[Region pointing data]
——————————

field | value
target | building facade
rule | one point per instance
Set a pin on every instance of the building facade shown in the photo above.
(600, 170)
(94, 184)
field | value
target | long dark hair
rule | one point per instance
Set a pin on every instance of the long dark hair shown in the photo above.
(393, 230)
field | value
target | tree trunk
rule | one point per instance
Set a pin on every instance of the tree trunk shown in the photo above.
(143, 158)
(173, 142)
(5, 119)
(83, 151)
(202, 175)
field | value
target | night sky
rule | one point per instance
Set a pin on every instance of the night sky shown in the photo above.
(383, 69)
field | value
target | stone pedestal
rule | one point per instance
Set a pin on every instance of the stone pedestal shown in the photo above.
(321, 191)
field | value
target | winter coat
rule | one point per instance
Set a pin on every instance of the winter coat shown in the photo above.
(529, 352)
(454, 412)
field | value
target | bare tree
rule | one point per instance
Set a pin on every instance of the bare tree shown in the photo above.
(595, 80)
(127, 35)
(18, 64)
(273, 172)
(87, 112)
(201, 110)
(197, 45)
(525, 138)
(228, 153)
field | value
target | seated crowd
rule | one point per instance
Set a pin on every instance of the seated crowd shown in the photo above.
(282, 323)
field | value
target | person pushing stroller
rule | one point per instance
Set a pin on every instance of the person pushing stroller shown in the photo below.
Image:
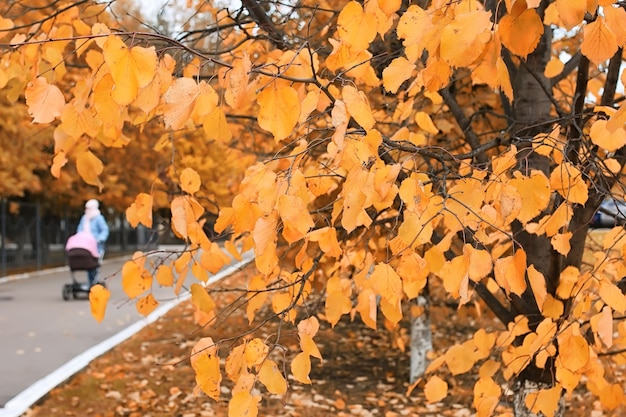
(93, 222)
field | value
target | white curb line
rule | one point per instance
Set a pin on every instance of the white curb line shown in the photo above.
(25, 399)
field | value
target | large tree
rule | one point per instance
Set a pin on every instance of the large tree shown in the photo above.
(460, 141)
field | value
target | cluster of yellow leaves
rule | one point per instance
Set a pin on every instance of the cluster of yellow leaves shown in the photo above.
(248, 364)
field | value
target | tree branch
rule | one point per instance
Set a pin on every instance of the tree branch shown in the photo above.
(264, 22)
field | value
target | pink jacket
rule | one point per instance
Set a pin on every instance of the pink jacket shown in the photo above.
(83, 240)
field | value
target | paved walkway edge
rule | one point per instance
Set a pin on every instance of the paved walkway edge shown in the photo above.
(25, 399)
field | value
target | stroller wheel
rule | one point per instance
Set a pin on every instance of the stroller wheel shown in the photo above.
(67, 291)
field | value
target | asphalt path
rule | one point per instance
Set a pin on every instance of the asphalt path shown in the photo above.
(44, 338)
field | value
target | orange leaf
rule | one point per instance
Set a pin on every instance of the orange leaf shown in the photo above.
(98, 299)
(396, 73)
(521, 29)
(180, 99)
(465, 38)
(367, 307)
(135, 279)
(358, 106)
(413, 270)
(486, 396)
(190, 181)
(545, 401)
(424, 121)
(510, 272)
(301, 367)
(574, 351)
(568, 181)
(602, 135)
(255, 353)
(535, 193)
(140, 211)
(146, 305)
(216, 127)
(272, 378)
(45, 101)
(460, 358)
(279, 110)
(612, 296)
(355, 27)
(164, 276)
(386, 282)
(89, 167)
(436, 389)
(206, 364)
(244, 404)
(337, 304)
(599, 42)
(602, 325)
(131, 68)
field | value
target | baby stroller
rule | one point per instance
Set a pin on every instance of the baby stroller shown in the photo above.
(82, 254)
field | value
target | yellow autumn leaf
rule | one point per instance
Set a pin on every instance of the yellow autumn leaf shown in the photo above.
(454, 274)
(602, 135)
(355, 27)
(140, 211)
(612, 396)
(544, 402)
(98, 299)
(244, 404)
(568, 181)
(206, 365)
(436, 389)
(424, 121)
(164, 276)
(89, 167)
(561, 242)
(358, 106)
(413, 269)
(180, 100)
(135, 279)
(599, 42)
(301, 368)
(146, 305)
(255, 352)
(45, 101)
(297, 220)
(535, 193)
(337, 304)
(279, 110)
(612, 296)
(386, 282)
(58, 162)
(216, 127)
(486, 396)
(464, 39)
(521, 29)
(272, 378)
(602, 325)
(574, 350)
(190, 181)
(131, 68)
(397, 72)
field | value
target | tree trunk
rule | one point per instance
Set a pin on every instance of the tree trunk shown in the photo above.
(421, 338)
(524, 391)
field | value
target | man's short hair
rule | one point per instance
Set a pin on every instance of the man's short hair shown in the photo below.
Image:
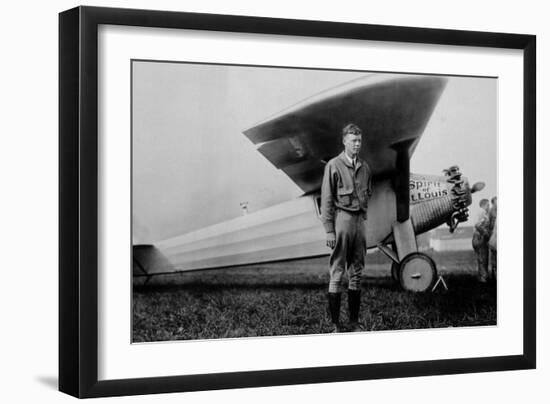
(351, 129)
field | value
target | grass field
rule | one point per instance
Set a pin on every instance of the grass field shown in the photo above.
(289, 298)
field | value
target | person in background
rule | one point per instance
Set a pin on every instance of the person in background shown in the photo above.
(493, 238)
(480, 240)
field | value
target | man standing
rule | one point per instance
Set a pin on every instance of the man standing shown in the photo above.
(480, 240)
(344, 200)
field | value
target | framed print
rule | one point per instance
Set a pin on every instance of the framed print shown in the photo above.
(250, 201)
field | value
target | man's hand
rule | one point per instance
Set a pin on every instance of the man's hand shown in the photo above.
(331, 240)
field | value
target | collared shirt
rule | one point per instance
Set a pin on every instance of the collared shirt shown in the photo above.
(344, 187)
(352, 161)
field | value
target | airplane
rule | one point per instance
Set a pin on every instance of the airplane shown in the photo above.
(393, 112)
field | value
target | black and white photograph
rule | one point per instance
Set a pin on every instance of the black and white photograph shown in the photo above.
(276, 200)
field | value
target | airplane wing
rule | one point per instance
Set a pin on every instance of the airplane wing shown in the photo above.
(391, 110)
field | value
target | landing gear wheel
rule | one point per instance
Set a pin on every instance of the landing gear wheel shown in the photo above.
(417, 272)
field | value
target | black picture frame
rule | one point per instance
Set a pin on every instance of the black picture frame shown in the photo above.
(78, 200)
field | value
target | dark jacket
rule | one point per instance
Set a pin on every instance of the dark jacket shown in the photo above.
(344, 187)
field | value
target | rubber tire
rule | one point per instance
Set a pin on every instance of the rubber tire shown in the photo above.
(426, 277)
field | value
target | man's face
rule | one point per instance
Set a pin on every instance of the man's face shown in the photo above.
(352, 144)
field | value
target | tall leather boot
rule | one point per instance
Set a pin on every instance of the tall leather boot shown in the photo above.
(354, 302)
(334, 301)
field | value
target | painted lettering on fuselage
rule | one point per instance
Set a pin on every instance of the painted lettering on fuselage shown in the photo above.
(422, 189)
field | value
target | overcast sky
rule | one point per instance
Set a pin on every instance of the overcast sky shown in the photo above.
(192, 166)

——————————

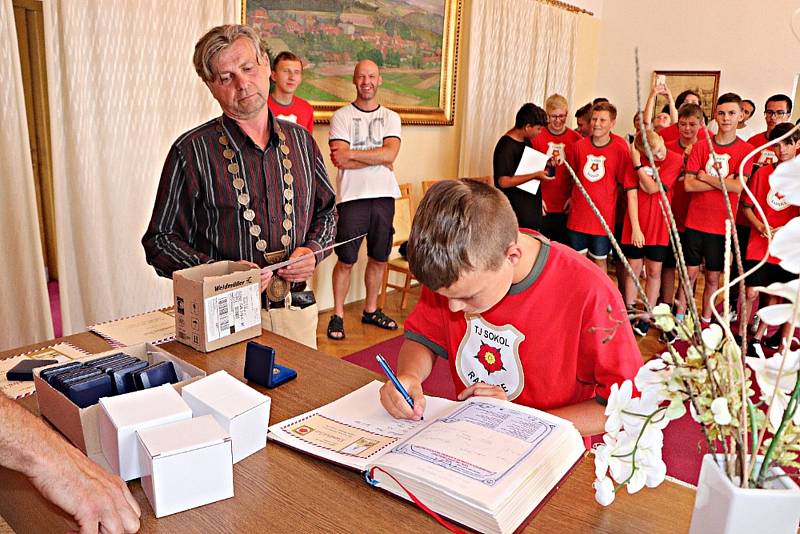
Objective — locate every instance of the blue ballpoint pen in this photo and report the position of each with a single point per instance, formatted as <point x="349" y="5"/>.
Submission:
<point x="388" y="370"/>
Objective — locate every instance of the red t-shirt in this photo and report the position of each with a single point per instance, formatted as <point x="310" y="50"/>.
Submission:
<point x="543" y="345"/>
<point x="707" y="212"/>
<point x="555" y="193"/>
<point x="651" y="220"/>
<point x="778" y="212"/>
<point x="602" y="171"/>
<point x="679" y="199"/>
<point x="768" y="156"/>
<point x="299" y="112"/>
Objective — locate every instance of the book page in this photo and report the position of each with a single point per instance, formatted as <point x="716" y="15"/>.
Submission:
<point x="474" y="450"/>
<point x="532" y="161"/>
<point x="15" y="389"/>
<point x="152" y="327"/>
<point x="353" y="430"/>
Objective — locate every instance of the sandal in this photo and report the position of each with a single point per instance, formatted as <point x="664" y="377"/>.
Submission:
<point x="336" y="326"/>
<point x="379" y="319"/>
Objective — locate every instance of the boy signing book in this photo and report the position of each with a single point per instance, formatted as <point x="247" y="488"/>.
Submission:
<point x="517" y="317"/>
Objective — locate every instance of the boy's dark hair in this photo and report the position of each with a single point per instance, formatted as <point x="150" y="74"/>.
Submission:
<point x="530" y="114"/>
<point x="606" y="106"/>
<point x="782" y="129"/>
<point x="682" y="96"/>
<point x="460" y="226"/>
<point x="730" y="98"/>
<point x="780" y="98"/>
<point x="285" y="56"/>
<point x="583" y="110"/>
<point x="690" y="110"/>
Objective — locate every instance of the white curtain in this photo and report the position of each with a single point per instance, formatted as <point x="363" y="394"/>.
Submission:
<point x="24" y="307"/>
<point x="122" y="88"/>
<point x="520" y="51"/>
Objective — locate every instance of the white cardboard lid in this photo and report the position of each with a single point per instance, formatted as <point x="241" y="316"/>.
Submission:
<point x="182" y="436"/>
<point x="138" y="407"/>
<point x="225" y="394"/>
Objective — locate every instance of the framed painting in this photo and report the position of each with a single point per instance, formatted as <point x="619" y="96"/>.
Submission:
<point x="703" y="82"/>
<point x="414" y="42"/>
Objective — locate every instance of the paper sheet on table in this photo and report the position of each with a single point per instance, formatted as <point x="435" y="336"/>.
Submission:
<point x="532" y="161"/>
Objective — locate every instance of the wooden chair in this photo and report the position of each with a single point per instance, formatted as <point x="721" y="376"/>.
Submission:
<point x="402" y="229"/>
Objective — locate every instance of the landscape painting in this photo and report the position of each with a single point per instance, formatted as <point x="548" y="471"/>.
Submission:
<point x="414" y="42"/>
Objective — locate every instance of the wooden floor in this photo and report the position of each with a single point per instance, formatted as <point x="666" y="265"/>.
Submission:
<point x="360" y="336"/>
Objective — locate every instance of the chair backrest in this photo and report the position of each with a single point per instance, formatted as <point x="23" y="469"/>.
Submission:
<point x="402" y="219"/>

——————————

> PROBLEM DETAILS
In the entries above, identify every line with the word "below". Copy those lines.

> SOLUTION FOR THIS TASK
Set a pin on every instance of the person pushing stroller shown in the photo below.
Set a pin on every instance of the man's short hair shown in the photo below.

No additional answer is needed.